§ Testo scelto:
_ _ _ _ _ _ _

Crucinarrazione – una prova

Comporre un cruciverba è molto divertente. Ne ho fatti tanti, ma poi non scrivo le definizioni né disegno lo schema. Mi fa fatica, e comunque il divertimento è comporli.
Un cruciverba, da un certo punto di vista è il contenitore di molti racconti potenziali. Ora non sto a farla lunga su questo. E’ solo per spiegare il giochetto che ho cercato di mettere insieme: un cruciverba le cui definizioni siano contenute in un testo narrativo; e soprattutto un cruciverba che, una volta risolto, possa essere letto riga per riga, e che formi una sorta di racconto molto ellittico e breve.

Bene, metto qua il primo di due o tre tentativi che ho fatto in questo senso. Il risultato è abbastanza triste, almeno dal punto di vista narrativo (parlare di narrativa è già un’esagerazione).

_ _ _ _ _ _ _

§ Attività proposte:
(A) Riscriva il passo del testo sul cruciverba narrativo compreso fra "Comporre un cruciverba" e "è già un’esagerazione).", mettendo "appassionante" al posto di "divertente".
(B) Risponda brevemente, in base al testo sul cruciverba narrativo:
(i) Che cosa non fa chi scrive, dopo aver composto i cruciverba?
(ii) In che cosa dovrebbero essere contenute le definizioni del cruciverba ideato?
(iii) Come viene giudicato il risultato del primo tentativo?

_ _ _ _ _ _ _

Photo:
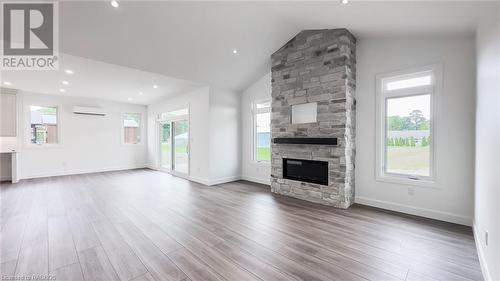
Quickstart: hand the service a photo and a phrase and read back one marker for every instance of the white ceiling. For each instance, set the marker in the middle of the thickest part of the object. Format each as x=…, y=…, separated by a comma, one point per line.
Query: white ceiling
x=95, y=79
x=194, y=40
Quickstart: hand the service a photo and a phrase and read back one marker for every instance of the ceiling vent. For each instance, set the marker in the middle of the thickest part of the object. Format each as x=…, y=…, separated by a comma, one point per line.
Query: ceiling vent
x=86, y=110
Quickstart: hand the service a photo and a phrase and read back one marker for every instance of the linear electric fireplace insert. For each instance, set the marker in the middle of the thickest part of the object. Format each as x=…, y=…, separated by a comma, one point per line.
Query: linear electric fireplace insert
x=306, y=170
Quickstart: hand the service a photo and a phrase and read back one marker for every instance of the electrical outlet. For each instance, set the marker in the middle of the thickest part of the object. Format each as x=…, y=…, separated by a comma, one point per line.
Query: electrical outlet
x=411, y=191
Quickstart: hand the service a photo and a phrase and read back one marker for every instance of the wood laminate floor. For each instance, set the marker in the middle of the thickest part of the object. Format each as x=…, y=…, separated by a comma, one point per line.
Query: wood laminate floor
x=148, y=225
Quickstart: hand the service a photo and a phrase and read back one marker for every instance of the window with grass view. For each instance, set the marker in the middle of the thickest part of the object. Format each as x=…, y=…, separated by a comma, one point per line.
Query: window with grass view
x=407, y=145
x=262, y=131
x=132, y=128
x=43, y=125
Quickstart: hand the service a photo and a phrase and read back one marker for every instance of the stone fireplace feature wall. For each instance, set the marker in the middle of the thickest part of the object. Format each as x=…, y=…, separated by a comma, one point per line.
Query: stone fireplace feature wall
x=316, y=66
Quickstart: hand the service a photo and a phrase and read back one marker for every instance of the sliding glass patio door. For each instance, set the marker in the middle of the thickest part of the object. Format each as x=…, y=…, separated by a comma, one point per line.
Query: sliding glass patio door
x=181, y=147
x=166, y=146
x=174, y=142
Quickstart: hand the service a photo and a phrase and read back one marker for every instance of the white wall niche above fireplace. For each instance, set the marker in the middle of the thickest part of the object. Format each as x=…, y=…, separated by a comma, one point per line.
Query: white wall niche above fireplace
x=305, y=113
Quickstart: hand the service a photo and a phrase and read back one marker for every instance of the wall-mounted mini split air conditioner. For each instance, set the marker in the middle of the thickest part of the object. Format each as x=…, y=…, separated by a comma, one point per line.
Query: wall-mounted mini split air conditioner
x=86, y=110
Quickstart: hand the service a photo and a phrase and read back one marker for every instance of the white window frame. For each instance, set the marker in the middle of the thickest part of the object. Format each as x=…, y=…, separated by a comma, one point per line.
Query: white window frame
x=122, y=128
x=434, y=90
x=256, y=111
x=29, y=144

_ _ _ _ _ _ _

§ Risposte:
(A)
Comporre un cruciverba è molto appassionante. Ne ho fatti tanti, ma poi non scrivo le definizioni né disegno lo schema. Mi fa fatica, e comunque il divertimento è comporli.
Un cruciverba, da un certo punto di vista è il contenitore di molti racconti potenziali. Ora non sto a farla lunga su questo. E’ solo per spiegare il giochetto che ho cercato di mettere insieme: un cruciverba le cui definizioni siano contenute in un testo narrativo; e soprattutto un cruciverba che, una volta risolto, possa essere letto riga per riga, e che formi una sorta di racconto molto ellittico e breve.

Bene, metto qua il primo di due o tre tentativi che ho fatto in questo senso. Il risultato è abbastanza triste, almeno dal punto di vista narrativo (parlare di narrativa è già un’esagerazione).

(B)
(i) Non scrive le definizioni né disegna lo schema.
(ii) In un testo narrativo.
(iii) Abbastanza triste, almeno dal punto di vista narrativo.